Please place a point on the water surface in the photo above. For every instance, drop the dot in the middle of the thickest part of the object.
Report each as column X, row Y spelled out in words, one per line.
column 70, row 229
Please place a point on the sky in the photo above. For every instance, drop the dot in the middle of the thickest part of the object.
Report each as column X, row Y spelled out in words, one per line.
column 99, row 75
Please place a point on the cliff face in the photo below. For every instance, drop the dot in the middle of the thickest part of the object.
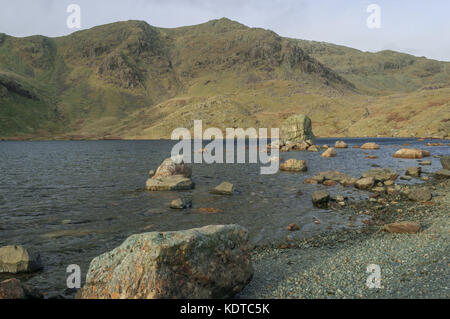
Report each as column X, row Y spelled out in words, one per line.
column 132, row 80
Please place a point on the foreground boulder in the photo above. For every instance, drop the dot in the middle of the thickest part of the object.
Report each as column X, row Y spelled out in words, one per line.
column 331, row 152
column 297, row 129
column 208, row 262
column 17, row 259
column 402, row 228
column 11, row 289
column 293, row 165
column 225, row 188
column 321, row 199
column 370, row 146
column 171, row 176
column 445, row 161
column 381, row 174
column 411, row 153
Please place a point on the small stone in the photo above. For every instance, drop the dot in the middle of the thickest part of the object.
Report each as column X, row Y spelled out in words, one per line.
column 11, row 289
column 225, row 188
column 17, row 259
column 402, row 228
column 413, row 171
column 365, row 183
column 293, row 165
column 293, row 227
column 181, row 203
column 321, row 199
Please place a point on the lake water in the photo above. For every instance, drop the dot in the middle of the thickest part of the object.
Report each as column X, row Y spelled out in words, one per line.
column 74, row 200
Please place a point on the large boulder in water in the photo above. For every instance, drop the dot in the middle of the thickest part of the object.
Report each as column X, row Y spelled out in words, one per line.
column 208, row 262
column 172, row 175
column 297, row 129
column 17, row 259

- [WHAT THIS TASK INVOLVES] Output exactly the lines from the one containing "Please place a point on the large" through the last line of the records, both included. Output nothing else.

- [ANSWER FOR THE TASK]
Please place a point on the large boulder in water in the photo above. For every instance, drop the dot in the middle of the thickest part of the object.
Report each as column X, row Y spelled out in words, one per line.
column 208, row 262
column 172, row 175
column 297, row 129
column 17, row 259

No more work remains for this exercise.